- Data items
....................
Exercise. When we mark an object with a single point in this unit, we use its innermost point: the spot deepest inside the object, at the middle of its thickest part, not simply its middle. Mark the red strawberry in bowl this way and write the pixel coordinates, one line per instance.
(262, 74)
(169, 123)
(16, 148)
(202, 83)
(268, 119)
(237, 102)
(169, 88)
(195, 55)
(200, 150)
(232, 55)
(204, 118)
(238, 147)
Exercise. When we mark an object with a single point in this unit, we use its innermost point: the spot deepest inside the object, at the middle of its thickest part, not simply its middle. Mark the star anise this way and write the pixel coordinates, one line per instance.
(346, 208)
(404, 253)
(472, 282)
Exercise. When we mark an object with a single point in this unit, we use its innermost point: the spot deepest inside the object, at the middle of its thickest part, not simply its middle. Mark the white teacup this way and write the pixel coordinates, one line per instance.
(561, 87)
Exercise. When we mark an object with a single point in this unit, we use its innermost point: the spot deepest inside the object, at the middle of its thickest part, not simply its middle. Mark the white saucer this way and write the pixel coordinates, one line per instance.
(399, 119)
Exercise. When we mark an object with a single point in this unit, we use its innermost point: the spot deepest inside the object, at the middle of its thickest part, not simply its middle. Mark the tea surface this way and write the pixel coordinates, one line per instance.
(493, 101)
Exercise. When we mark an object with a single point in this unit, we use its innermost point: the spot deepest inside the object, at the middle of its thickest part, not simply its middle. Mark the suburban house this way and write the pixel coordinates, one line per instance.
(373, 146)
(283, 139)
....................
- WRITTEN PROBLEM
Render the data items above as a Markdown table with two columns, Row and Line, that gives each line a row number and skips any blank lines.

- THE COMPLETED TASK
| Row | Line |
|---|---|
| 1 | Exercise. When we mark an object with a single point in this unit, we use its innermost point: the spot deepest inside the object, at the middle of its thickest part, not simply its middle. Mark the red strawberry in bowl this way and write the pixel coordinates, one line per instance. |
| 2 | (262, 74) |
| 3 | (169, 123) |
| 4 | (16, 148) |
| 5 | (202, 83) |
| 6 | (268, 119) |
| 7 | (237, 102) |
| 8 | (169, 88) |
| 9 | (195, 55) |
| 10 | (200, 150) |
| 11 | (232, 55) |
| 12 | (204, 118) |
| 13 | (238, 147) |
| 14 | Exercise. When we mark an object with a single point in this unit, we use its innermost point: the spot deepest inside the object, at the middle of its thickest part, not simply its middle. Mark the star anise this way and write the pixel coordinates, one line per instance. |
| 15 | (346, 208) |
| 16 | (404, 253) |
| 17 | (472, 282) |
| 18 | Exercise. When we mark an object with a single point in this unit, we use its innermost point: the spot deepest inside the object, at the middle of its thickest part, not simply its middle. Mark the white teacup this way and write the pixel coordinates, one line per instance. |
| 19 | (561, 87) |
| 20 | Exercise. When we mark an object with a single point in this unit, we use its innermost point: the spot deepest inside the object, at the middle of its thickest part, not simply its middle. Mark the white saucer this way and write the pixel coordinates, one line per instance. |
| 21 | (399, 119) |
| 22 | Exercise. When we mark an object with a single point in this unit, we use its innermost point: the spot deepest inside the object, at the middle of its thickest part, not simply its middle. Mark the tea surface this way and write the pixel coordinates, one line per instance. |
| 23 | (493, 101) |
| 24 | Exercise. When we mark an object with a single point in this unit, we use its innermost point: the spot deepest inside the object, at the middle of its thickest part, not simply its middle. Mark the suburban house this way and write the pixel coordinates, one line per instance. |
| 25 | (373, 146) |
| 26 | (283, 139) |